### SUPPLIED ENTRIES
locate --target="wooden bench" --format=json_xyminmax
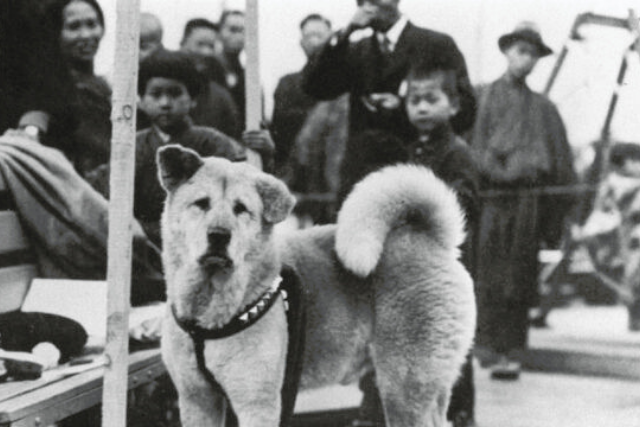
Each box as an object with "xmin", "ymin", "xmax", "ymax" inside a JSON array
[
  {"xmin": 0, "ymin": 174, "xmax": 166, "ymax": 426},
  {"xmin": 0, "ymin": 349, "xmax": 165, "ymax": 427}
]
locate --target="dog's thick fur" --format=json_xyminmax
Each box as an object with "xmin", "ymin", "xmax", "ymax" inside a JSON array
[{"xmin": 158, "ymin": 145, "xmax": 476, "ymax": 427}]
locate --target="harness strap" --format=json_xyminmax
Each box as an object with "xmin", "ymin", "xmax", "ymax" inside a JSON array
[
  {"xmin": 279, "ymin": 264, "xmax": 306, "ymax": 427},
  {"xmin": 172, "ymin": 266, "xmax": 306, "ymax": 427},
  {"xmin": 192, "ymin": 335, "xmax": 232, "ymax": 402}
]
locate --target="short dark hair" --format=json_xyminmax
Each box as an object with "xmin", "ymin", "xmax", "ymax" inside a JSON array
[
  {"xmin": 299, "ymin": 13, "xmax": 332, "ymax": 31},
  {"xmin": 219, "ymin": 10, "xmax": 244, "ymax": 28},
  {"xmin": 138, "ymin": 49, "xmax": 203, "ymax": 98},
  {"xmin": 182, "ymin": 18, "xmax": 218, "ymax": 42},
  {"xmin": 404, "ymin": 61, "xmax": 460, "ymax": 103}
]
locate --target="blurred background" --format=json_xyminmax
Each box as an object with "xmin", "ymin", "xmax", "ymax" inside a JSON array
[{"xmin": 95, "ymin": 0, "xmax": 640, "ymax": 161}]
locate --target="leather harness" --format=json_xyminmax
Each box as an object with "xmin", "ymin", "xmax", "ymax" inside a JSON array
[{"xmin": 171, "ymin": 265, "xmax": 305, "ymax": 427}]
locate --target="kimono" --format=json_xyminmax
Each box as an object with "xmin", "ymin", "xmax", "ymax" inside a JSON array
[{"xmin": 472, "ymin": 75, "xmax": 577, "ymax": 353}]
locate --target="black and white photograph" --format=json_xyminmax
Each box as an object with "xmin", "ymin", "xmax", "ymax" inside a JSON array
[{"xmin": 1, "ymin": 0, "xmax": 639, "ymax": 426}]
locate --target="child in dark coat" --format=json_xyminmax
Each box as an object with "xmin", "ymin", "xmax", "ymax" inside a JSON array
[
  {"xmin": 135, "ymin": 49, "xmax": 274, "ymax": 246},
  {"xmin": 344, "ymin": 63, "xmax": 479, "ymax": 427}
]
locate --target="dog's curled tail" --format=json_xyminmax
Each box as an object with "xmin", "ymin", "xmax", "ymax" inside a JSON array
[{"xmin": 335, "ymin": 164, "xmax": 466, "ymax": 278}]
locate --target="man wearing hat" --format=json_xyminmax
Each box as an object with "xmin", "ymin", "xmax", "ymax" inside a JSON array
[{"xmin": 472, "ymin": 22, "xmax": 577, "ymax": 380}]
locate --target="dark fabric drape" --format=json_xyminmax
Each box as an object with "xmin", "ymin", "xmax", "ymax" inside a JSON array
[{"xmin": 0, "ymin": 135, "xmax": 165, "ymax": 305}]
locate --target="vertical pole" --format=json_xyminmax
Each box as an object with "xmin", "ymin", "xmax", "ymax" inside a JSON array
[
  {"xmin": 102, "ymin": 0, "xmax": 140, "ymax": 425},
  {"xmin": 244, "ymin": 0, "xmax": 263, "ymax": 169}
]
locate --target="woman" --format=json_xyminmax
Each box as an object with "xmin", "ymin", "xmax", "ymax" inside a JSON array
[
  {"xmin": 0, "ymin": 0, "xmax": 77, "ymax": 144},
  {"xmin": 46, "ymin": 0, "xmax": 112, "ymax": 178}
]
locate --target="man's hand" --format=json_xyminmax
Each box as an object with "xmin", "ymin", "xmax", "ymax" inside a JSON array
[
  {"xmin": 369, "ymin": 93, "xmax": 401, "ymax": 110},
  {"xmin": 3, "ymin": 128, "xmax": 39, "ymax": 142},
  {"xmin": 347, "ymin": 7, "xmax": 375, "ymax": 32},
  {"xmin": 242, "ymin": 129, "xmax": 275, "ymax": 155},
  {"xmin": 361, "ymin": 93, "xmax": 401, "ymax": 112}
]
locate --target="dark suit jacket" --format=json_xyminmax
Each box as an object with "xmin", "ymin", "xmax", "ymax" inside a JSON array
[{"xmin": 302, "ymin": 21, "xmax": 476, "ymax": 138}]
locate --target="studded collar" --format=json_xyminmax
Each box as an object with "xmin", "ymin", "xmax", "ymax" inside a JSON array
[{"xmin": 171, "ymin": 276, "xmax": 288, "ymax": 340}]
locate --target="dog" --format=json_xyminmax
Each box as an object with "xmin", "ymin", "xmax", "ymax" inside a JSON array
[{"xmin": 158, "ymin": 144, "xmax": 476, "ymax": 427}]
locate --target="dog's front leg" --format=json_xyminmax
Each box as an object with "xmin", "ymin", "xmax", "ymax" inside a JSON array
[
  {"xmin": 178, "ymin": 388, "xmax": 229, "ymax": 427},
  {"xmin": 233, "ymin": 395, "xmax": 282, "ymax": 427},
  {"xmin": 213, "ymin": 306, "xmax": 289, "ymax": 427}
]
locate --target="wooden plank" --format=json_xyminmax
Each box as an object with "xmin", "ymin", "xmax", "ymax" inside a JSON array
[
  {"xmin": 0, "ymin": 265, "xmax": 35, "ymax": 314},
  {"xmin": 0, "ymin": 212, "xmax": 30, "ymax": 253},
  {"xmin": 103, "ymin": 0, "xmax": 140, "ymax": 425},
  {"xmin": 0, "ymin": 349, "xmax": 164, "ymax": 426},
  {"xmin": 243, "ymin": 0, "xmax": 263, "ymax": 170}
]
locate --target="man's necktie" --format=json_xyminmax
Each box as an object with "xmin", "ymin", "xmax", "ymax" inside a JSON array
[{"xmin": 379, "ymin": 34, "xmax": 392, "ymax": 56}]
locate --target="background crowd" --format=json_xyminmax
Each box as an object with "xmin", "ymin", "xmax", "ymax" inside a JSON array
[{"xmin": 1, "ymin": 1, "xmax": 639, "ymax": 427}]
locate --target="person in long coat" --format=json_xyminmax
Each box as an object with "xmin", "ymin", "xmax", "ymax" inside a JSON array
[{"xmin": 472, "ymin": 22, "xmax": 577, "ymax": 380}]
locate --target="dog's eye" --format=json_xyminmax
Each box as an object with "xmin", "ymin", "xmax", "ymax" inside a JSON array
[
  {"xmin": 192, "ymin": 198, "xmax": 210, "ymax": 211},
  {"xmin": 233, "ymin": 201, "xmax": 248, "ymax": 216}
]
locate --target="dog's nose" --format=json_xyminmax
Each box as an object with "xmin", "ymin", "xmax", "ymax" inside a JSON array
[{"xmin": 208, "ymin": 227, "xmax": 231, "ymax": 251}]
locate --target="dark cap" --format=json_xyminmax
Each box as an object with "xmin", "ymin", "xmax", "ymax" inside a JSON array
[{"xmin": 498, "ymin": 22, "xmax": 553, "ymax": 57}]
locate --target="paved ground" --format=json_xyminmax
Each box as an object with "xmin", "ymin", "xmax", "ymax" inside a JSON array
[
  {"xmin": 526, "ymin": 302, "xmax": 640, "ymax": 379},
  {"xmin": 294, "ymin": 367, "xmax": 640, "ymax": 427},
  {"xmin": 474, "ymin": 364, "xmax": 640, "ymax": 427},
  {"xmin": 294, "ymin": 303, "xmax": 640, "ymax": 427}
]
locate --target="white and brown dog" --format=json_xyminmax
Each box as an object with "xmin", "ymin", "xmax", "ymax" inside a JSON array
[{"xmin": 158, "ymin": 145, "xmax": 475, "ymax": 427}]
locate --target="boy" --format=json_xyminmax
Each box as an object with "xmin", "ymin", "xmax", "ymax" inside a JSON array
[
  {"xmin": 136, "ymin": 49, "xmax": 273, "ymax": 246},
  {"xmin": 339, "ymin": 63, "xmax": 479, "ymax": 220},
  {"xmin": 472, "ymin": 23, "xmax": 576, "ymax": 381},
  {"xmin": 404, "ymin": 62, "xmax": 479, "ymax": 427},
  {"xmin": 345, "ymin": 62, "xmax": 479, "ymax": 427},
  {"xmin": 402, "ymin": 64, "xmax": 479, "ymax": 221}
]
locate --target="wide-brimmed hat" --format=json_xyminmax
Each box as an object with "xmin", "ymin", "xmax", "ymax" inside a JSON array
[{"xmin": 498, "ymin": 22, "xmax": 553, "ymax": 57}]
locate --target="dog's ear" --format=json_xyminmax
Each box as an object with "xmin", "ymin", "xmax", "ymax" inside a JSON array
[
  {"xmin": 255, "ymin": 174, "xmax": 295, "ymax": 224},
  {"xmin": 157, "ymin": 145, "xmax": 204, "ymax": 192}
]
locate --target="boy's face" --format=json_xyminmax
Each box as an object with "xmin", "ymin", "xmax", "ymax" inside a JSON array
[
  {"xmin": 504, "ymin": 40, "xmax": 540, "ymax": 80},
  {"xmin": 181, "ymin": 27, "xmax": 218, "ymax": 58},
  {"xmin": 404, "ymin": 76, "xmax": 459, "ymax": 134},
  {"xmin": 139, "ymin": 77, "xmax": 195, "ymax": 133}
]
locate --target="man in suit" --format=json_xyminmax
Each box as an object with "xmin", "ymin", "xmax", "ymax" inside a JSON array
[
  {"xmin": 303, "ymin": 2, "xmax": 477, "ymax": 426},
  {"xmin": 302, "ymin": 0, "xmax": 476, "ymax": 144}
]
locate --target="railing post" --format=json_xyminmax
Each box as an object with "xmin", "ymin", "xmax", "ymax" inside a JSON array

### INSTRUCTIONS TO FOLLOW
Return every line above in which the string "dark" occurs.

### RESPONSE TO THIS EXERCISE
locate --target="short dark hair" --format=json_xyminmax
locate --target="child in dark coat" --format=json_xyminmax
locate --target="dark fabric drape" --format=json_xyminmax
locate --target="dark suit jacket" --format=json_xyminmax
locate --target="dark cap" --format=json_xyminmax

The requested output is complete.